DOCUMENT SECTION
◇ ◇ ◇ ◇

But, the problem is i dont let the anger out. i just keep it with myself. all the guilt and anger and pain and frustration i just keep it with myself. i pamper it, i obsess it and i let  it grow like cactus growing in a garden of red roses. I let the anger and frustration give birth to anew sense of duty towards India. it’s that anger and disgust that makes me refuse to give/take bribery. it’s that pain and frustration that i dont take part in any kind of corruption and dirty politics game. i am from that category of people who just sit and watch. and, then sip some tea and go home and sleep happy.

That’s why i thought of seething all this things out. every negativity from myself. I’m not doing it as a favor to anyone or i just want to feel good and and empty all the negativity from my mind and soul. i am doing this because i am in the mood to OFFEND. I clearly dont give a fuck if they censor my blog or force me to delete this post. Somehow, someway i will fuck them out of this society through this post. I hope this post reaches to all the political personalities of India and i want them to feel guilty i want them to feel offended, oh so much fucking offended!

Dear Political Fucknuts of INDIA,

The only reason you’re in power and ruling the country/state/city/village is because the opposition dont even have the agenda of their own. it is so fucking clear as a crystal that the people who used to 26/11 attacks to circulate the anti-congress are not even worth my contempt. OH! you’re liking it aren’t you sibal? i want you to read it you dumb bitch. I hope i am not offending any religious/national/ridiculous/unreasonable sentiments now?  NO! i haven’t offended anyone yet because i didn’t use the name of a dumb and ugly bald son of a bitch named GANDHI, right? i will say this, you and the other dumb fucknuts in your team are actually dumb bitches because you’re all narrow-minded, ridiculous and downright idiotic. Do you, Soniaji’s puppets realize you’re good for fucking nothing?

◇ ◇ ◇ ◇

GIVEN INFORMATION
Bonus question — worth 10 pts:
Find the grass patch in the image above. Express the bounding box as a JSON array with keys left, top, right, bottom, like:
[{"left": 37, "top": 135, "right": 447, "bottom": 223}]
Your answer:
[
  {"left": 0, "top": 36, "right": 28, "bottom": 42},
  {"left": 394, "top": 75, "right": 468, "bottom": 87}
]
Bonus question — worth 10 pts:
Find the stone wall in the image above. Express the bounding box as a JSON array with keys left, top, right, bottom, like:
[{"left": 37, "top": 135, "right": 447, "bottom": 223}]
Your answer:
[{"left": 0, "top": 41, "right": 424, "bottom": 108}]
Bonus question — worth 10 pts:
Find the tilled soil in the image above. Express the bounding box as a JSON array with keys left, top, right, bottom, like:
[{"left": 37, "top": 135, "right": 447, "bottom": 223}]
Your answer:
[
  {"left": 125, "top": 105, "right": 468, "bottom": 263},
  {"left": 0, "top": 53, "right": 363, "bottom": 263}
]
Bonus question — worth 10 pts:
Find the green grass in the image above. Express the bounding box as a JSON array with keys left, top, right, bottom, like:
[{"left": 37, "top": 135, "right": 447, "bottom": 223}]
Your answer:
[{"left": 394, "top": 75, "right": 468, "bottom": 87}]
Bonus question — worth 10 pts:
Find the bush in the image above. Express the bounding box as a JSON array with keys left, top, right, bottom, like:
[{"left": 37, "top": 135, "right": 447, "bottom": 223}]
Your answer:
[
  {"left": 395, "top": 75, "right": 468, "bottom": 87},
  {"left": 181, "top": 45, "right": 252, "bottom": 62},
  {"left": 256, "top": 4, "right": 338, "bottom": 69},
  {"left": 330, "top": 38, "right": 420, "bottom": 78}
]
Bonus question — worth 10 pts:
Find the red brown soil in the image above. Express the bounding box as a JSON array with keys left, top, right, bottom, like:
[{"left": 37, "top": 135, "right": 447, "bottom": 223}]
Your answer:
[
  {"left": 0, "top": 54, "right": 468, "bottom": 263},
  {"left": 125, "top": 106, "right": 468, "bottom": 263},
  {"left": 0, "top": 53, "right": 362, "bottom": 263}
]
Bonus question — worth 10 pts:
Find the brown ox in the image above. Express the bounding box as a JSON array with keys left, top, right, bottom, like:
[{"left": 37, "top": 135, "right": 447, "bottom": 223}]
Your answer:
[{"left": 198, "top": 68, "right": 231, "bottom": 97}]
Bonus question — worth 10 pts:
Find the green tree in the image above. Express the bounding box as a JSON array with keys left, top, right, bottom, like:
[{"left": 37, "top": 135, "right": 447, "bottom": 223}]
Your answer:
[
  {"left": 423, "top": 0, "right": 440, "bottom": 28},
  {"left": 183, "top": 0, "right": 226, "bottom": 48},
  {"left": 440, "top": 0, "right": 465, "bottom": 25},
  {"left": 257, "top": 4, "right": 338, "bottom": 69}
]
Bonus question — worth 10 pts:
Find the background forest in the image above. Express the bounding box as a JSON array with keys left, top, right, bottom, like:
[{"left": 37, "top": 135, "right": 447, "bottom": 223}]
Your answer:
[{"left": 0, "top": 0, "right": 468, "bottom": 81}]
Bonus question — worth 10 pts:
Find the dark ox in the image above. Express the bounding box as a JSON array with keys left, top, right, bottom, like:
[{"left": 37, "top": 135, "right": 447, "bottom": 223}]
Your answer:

◇ ◇ ◇ ◇

TASKS FOR THIS EXERCISE
a) Which feelings does the post about Indian politicians say, in the sentence beginning "all the guilt", that the writer keeps to themselves?
b) Return the stretch of the post about Indian politicians from "But, the problem" through "and sleep happy.".

ANSWERS TO EACH TASK
a) Guilt, anger, pain, frustration

b)
But, the problem is i dont let the anger out. i just keep it with myself. all the guilt and anger and pain and frustration i just keep it with myself. i pamper it, i obsess it and i let  it grow like cactus growing in a garden of red roses. I let the anger and frustration give birth to anew sense of duty towards India. it’s that anger and disgust that makes me refuse to give/take bribery. it’s that pain and frustration that i dont take part in any kind of corruption and dirty politics game. i am from that category of people who just sit and watch. and, then sip some tea and go home and sleep happy.